Source material:
-- start --

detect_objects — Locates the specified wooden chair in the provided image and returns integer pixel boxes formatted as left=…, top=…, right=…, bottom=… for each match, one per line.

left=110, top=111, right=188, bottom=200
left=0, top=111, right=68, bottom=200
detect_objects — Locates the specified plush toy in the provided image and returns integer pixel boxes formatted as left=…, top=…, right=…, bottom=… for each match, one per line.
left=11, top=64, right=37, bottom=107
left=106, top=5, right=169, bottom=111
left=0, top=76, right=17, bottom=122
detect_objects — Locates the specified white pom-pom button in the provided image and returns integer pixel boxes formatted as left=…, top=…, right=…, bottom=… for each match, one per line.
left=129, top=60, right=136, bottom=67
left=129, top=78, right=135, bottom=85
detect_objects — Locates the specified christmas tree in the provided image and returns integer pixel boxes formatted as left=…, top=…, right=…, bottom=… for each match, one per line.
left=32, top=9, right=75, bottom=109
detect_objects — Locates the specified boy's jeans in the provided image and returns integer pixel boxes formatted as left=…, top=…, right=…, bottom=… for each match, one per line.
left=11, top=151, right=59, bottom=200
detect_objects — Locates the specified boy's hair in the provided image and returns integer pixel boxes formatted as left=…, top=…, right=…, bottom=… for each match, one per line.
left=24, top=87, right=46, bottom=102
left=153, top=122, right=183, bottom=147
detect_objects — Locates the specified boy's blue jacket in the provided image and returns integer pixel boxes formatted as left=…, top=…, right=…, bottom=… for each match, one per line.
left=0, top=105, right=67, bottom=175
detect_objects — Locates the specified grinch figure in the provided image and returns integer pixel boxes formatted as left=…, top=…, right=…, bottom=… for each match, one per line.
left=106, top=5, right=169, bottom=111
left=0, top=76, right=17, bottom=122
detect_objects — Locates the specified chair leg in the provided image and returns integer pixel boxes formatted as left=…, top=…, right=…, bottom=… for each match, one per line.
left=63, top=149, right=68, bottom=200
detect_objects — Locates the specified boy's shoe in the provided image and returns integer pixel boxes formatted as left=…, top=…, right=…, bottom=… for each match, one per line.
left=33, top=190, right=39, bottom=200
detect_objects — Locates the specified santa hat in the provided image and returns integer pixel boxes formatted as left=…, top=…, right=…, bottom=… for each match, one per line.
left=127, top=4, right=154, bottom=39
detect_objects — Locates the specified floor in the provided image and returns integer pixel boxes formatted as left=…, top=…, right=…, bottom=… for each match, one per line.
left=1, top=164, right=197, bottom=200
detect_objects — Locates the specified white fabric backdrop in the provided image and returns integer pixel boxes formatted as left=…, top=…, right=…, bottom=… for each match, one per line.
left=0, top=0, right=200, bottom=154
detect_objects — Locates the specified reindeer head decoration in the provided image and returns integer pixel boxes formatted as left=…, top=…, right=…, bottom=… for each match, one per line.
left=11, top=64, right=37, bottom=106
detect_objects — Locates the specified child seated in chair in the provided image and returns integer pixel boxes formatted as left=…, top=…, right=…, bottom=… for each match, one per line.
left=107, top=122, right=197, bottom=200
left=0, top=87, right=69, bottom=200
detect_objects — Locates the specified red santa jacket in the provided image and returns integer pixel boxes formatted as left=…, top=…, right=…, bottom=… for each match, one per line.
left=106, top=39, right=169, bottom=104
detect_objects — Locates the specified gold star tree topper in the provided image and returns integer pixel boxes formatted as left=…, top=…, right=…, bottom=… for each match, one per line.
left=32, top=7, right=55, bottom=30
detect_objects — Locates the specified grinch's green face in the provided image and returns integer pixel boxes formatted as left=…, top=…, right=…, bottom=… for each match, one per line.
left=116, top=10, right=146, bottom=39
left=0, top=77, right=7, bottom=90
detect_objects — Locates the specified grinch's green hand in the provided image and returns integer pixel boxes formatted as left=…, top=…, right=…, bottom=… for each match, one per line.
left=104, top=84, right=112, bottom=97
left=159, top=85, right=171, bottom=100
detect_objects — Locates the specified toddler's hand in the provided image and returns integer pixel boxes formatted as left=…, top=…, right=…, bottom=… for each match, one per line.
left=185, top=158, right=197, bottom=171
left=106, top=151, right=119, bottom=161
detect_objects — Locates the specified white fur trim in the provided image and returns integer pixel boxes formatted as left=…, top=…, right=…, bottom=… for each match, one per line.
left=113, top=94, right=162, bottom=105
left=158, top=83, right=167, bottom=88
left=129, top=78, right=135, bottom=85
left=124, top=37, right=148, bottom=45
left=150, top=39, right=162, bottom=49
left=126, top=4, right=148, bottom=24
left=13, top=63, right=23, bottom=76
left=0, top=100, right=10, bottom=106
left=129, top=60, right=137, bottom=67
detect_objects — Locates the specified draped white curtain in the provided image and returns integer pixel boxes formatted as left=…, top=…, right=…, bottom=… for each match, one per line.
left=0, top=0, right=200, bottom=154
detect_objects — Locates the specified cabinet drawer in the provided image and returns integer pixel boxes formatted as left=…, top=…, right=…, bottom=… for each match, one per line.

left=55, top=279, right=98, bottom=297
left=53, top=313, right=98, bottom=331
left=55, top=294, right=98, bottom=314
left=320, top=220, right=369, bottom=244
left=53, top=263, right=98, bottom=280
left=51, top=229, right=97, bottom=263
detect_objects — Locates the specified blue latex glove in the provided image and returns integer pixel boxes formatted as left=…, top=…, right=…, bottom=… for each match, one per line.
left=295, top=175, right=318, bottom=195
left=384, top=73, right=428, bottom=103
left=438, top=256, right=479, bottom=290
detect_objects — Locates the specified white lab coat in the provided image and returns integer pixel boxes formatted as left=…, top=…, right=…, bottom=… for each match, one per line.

-- end --

Task goal:
Copy all of the rows above, keeping every line and character unchanged.

Solution below:
detect_objects — Locates the specified wooden chair in the provided image and returns integer pixel boxes formatted as left=…, top=…, right=…, bottom=… for each match, one per line.

left=110, top=111, right=188, bottom=200
left=0, top=111, right=68, bottom=200
detect_objects — Locates the specified plush toy in the provided image and returns integer pixel boxes formatted as left=…, top=…, right=…, bottom=… for each match, one per line.
left=11, top=64, right=37, bottom=107
left=106, top=5, right=169, bottom=111
left=0, top=76, right=17, bottom=122
detect_objects — Locates the specified white pom-pom button in the provided image and returns integer pixel boxes formatted as left=…, top=…, right=…, bottom=… for each match, one per line.
left=129, top=60, right=136, bottom=67
left=129, top=78, right=135, bottom=85
detect_objects — Locates the specified christmas tree in the provided image and returns integer pixel boxes formatted as left=…, top=…, right=…, bottom=… for each match, one per line.
left=32, top=9, right=75, bottom=109
detect_objects — Locates the specified boy's jeans in the provided image and returns integer pixel boxes formatted as left=…, top=…, right=…, bottom=… for each match, one per line.
left=11, top=151, right=59, bottom=200
detect_objects — Locates the specified boy's hair in the provided image and returns integer pixel boxes formatted as left=…, top=…, right=…, bottom=… for each match, one per line.
left=24, top=87, right=46, bottom=102
left=153, top=122, right=183, bottom=147
detect_objects — Locates the specified boy's blue jacket in the provided image and returns integer pixel boxes formatted as left=…, top=…, right=…, bottom=… for each match, one per line.
left=0, top=105, right=67, bottom=175
detect_objects — Locates the specified grinch figure in the provided image and returns integer pixel boxes formatted as left=…, top=…, right=…, bottom=… for each match, one per line.
left=106, top=5, right=169, bottom=111
left=0, top=76, right=17, bottom=122
detect_objects — Locates the specified chair leg in the provided image and returns integer pixel boxes formatted as left=…, top=…, right=…, bottom=… for each match, one per line.
left=63, top=149, right=68, bottom=200
detect_objects — Locates the specified boy's shoe in the provided image and returns integer pixel boxes formatted as left=…, top=…, right=…, bottom=… for each match, one per line.
left=33, top=190, right=39, bottom=200
detect_objects — Locates the specified santa hat in the provided image and returns integer pixel boxes formatted as left=…, top=…, right=…, bottom=… for each match, one per line.
left=127, top=4, right=154, bottom=39
detect_objects — Locates the specified floor in the provided image and returns integer pixel boxes formatted as left=…, top=…, right=…, bottom=… for each match, one per line.
left=1, top=164, right=197, bottom=200
detect_objects — Locates the specified white fabric backdrop in the provided image and returns integer pixel boxes formatted as left=…, top=…, right=…, bottom=… for each match, one per line.
left=0, top=0, right=200, bottom=154
detect_objects — Locates the specified reindeer head decoration in the provided image and returns integer pixel boxes formatted as left=…, top=…, right=…, bottom=… for each match, one per line.
left=11, top=64, right=37, bottom=106
detect_objects — Locates the specified child seated in chair in the provided image and returns integer pixel boxes formatted as left=…, top=…, right=…, bottom=… for each match, one per line.
left=107, top=122, right=197, bottom=200
left=0, top=87, right=69, bottom=200
detect_objects — Locates the specified red santa jacket in the provided image and returns integer pixel boxes formatted as left=…, top=…, right=…, bottom=… for each match, one per line.
left=106, top=39, right=169, bottom=104
detect_objects — Locates the specified gold star tree topper in the provided image and returns integer pixel boxes formatted as left=…, top=…, right=…, bottom=… for each match, one per line.
left=32, top=7, right=55, bottom=30
detect_objects — Locates the specified grinch's green face in the provided image and returns integer pixel boxes formatted as left=…, top=…, right=…, bottom=… for each match, one per line.
left=116, top=10, right=146, bottom=39
left=0, top=77, right=7, bottom=90
detect_objects — Locates the specified grinch's green hand in the provided image and returns integer pixel boxes formatted as left=…, top=…, right=…, bottom=… for each match, one per line.
left=104, top=84, right=112, bottom=97
left=159, top=85, right=171, bottom=100
detect_objects — Locates the specified toddler's hand in the provided image and returns integer pixel boxes formatted as left=…, top=…, right=…, bottom=… for each match, one per line.
left=185, top=158, right=197, bottom=171
left=106, top=151, right=119, bottom=161
detect_objects — Locates the specified white fur trim in the provided image and returns integer pixel boxes formatted as left=…, top=…, right=…, bottom=… for each match, one per line.
left=113, top=94, right=162, bottom=105
left=158, top=83, right=167, bottom=88
left=129, top=78, right=135, bottom=85
left=124, top=37, right=148, bottom=45
left=150, top=39, right=162, bottom=49
left=126, top=4, right=148, bottom=24
left=13, top=63, right=23, bottom=76
left=0, top=100, right=10, bottom=106
left=129, top=60, right=137, bottom=67
detect_objects — Locates the specified draped white curtain in the provided image and returns integer pixel boxes formatted as left=…, top=…, right=…, bottom=… for each match, one per line.
left=0, top=0, right=200, bottom=154
detect_objects — Locates the specified cabinet drawer in the provided image and returns integer pixel boxes formatted as left=…, top=…, right=…, bottom=… for each match, one per line.

left=55, top=279, right=98, bottom=297
left=53, top=313, right=98, bottom=331
left=55, top=294, right=98, bottom=314
left=320, top=220, right=369, bottom=244
left=53, top=263, right=98, bottom=280
left=51, top=229, right=97, bottom=263
detect_objects — Locates the specified blue latex glove in the provided image and returns integer pixel boxes formatted as left=…, top=…, right=…, bottom=… for each match, one per line.
left=295, top=175, right=318, bottom=195
left=384, top=73, right=428, bottom=103
left=438, top=256, right=479, bottom=290
detect_objects — Locates the specified white lab coat in the provided image and returns integer pixel boxes formatted as left=…, top=…, right=…, bottom=… for each match, one per line.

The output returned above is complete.